Lesetext:
# Kein DTS oder Dolby Digital über HDMI



## Gepettox (22. Dezember 2013)

*Kein DTS oder Dolby Digital über HDMI*

Servus

ich habe meinen PC an einem Yamaha HTR-4065 5.1 AV-Receiver über ein HDMI 1.4a Kabel angestöpselt. Nun ist es egal welche Audisource ich abspiele der Receiver gibt nur PCM wieder obwohl die Source z.B eine DTS Tonspur ist. Oder besser gesagt der PC gibt nur PCM über die HDMI Büchse aus. Habe schon so ziemlich alle Player und Codecpacks getestet doch es bleibt bei PCM. Auch Treiber habe ich scho gefühlte 100 getestet alles ohne Erfolg.

Bevor ich meinen PC neu aufgesetzt habe hat alles einwandfrei funktioniert. Wenn DTS abgespielt worden ist hat der Receiver auch DTS angezeigt usw.

Eigentlich wäre es mir egal ob nun DTS oder DD oder sonst was wiedergegeben wird aber ich bilde mir ein das der PCM Klang besch.... ist. Zumal muss ich zugeben habe ich keine ahnung was PCM überhaupt ist, doch gefühlt hört es sich einfach schlechter als DTS oder DD an.

Das HDMI Kabel ist an meiner HD 7870 Ghz angesteckt.

Bereitgestelltes Material:
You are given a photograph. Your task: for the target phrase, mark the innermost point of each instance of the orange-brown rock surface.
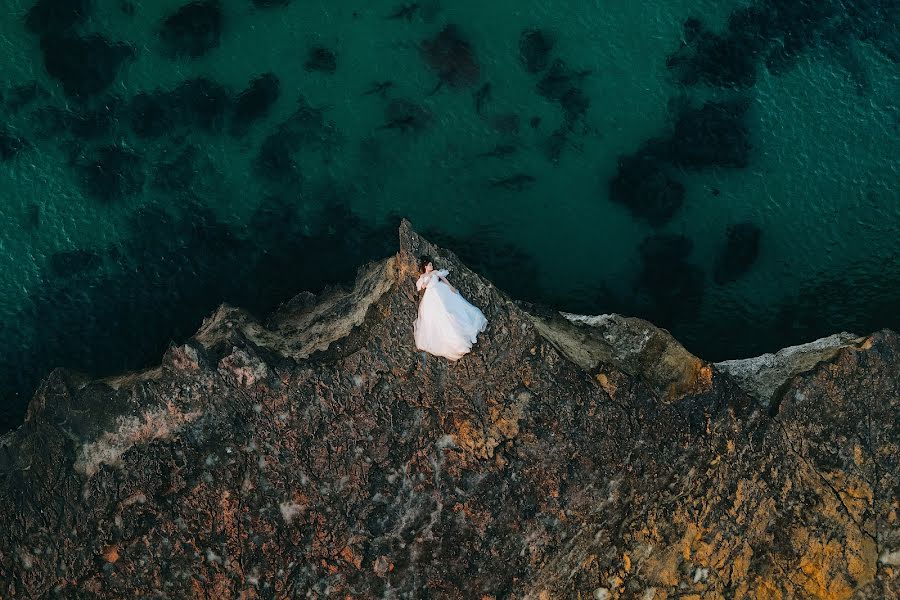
(318, 455)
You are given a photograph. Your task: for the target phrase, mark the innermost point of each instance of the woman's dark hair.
(423, 262)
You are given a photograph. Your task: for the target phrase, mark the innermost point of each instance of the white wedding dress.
(447, 325)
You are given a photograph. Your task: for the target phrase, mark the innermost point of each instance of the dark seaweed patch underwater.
(726, 170)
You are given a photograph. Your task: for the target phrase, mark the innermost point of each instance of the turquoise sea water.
(127, 218)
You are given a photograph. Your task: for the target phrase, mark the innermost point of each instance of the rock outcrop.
(319, 455)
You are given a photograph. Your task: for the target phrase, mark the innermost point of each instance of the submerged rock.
(452, 57)
(10, 144)
(194, 29)
(320, 453)
(715, 134)
(643, 185)
(535, 47)
(254, 103)
(199, 103)
(739, 252)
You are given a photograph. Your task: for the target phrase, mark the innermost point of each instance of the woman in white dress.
(447, 324)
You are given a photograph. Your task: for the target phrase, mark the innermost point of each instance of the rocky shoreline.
(316, 454)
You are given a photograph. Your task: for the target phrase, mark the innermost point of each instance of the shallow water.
(820, 180)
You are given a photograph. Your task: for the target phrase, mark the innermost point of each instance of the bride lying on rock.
(447, 324)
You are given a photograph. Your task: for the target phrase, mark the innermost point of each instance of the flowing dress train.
(447, 324)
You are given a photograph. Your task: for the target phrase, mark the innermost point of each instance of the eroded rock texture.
(319, 455)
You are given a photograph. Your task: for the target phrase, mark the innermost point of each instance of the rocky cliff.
(317, 454)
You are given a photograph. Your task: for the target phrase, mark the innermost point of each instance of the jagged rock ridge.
(319, 455)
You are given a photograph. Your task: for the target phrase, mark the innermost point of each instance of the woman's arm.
(444, 279)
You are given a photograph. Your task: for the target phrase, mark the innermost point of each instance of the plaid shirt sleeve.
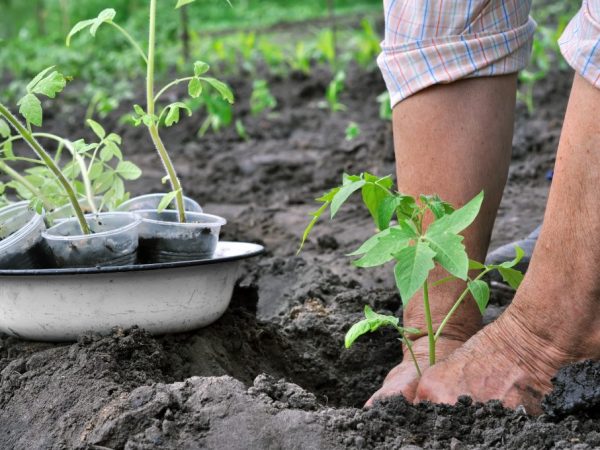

Aufgabe A:
Gib aus dem Lesetext den Abschnitt von „ich habe meinen“ bis „oder DD an.“ wortgetreu aus.
Aufgabe B:
Setze den Forumsbeitrag über fehlenden DTS- und Dolby-Digital-Ton über HDMI nach seinem letzten Satz fort.

Endgültige Antwort A:
ich habe meinen PC an einem Yamaha HTR-4065 5.1 AV-Receiver über ein HDMI 1.4a Kabel angestöpselt. Nun ist es egal welche Audisource ich abspiele der Receiver gibt nur PCM wieder obwohl die Source z.B eine DTS Tonspur ist. Oder besser gesagt der PC gibt nur PCM über die HDMI Büchse aus. Habe schon so ziemlich alle Player und Codecpacks getestet doch es bleibt bei PCM. Auch Treiber habe ich scho gefühlte 100 getestet alles ohne Erfolg.

Bevor ich meinen PC neu aufgesetzt habe hat alles einwandfrei funktioniert. Wenn DTS abgespielt worden ist hat der Receiver auch DTS angezeigt usw.

Eigentlich wäre es mir egal ob nun DTS oder DD oder sonst was wiedergegeben wird aber ich bilde mir ein das der PCM Klang besch.... ist. Zumal muss ich zugeben habe ich keine ahnung was PCM überhaupt ist, doch gefühlt hört es sich einfach schlechter als DTS oder DD an.

Endgültige Antwort B:
Kenne mich leider in Sachen Audio nicht so gut aus. Genauso wenig habe ich Ahnung von den verscheidenen digitalen Audioformaten deswegen stelle ich meine Frage einfach mal hier rein^^

Danke euch schonmal

MFG


----------



## BloodySuicide (22. Dezember 2013)

*AW: Kein DTS oder Dolby Digital über HDMI*

Schon XBMC oder MediaPlayer Classic Home Cinema probiert?


----------



## Rho (22. Dezember 2013)

*AW: Kein DTS oder Dolby Digital über HDMI*

Damit der AVR DTS/DD dekodieren kann musst du dafür jeweils Bitstreaming aktivieren, da ansonsten der von dir verwendete Player bzw. Audio-Decoder diese Aufgabe übernimmt und der AVR das bereits dekodierte Audiosignal als unkomprimiertes PCM-Signal bekommt. Wie das Bitstreaming konkret aktiviert wird, hängt ganz von dem von dir verwendeten Player/Decoder ab. Bei LAV sieht das z.B. folgendermaßen aus:




			Dieser Inhalt steht nur eingeloggten Mitgliedern zur Verfügung.
        



Dass sich PCM deiner Meinung nach schlechter anhört, liegt übrigens nur an dem von dir verwendeten Decoder bzw. dessen Einstellungen und nicht etwa an PCM an sich.


----------



## Gepettox (22. Dezember 2013)

BloodySuicide schrieb:


> Schon XBMC oder MediaPlayer Classic Home Cinema probiert?



Jo schon alles getestet.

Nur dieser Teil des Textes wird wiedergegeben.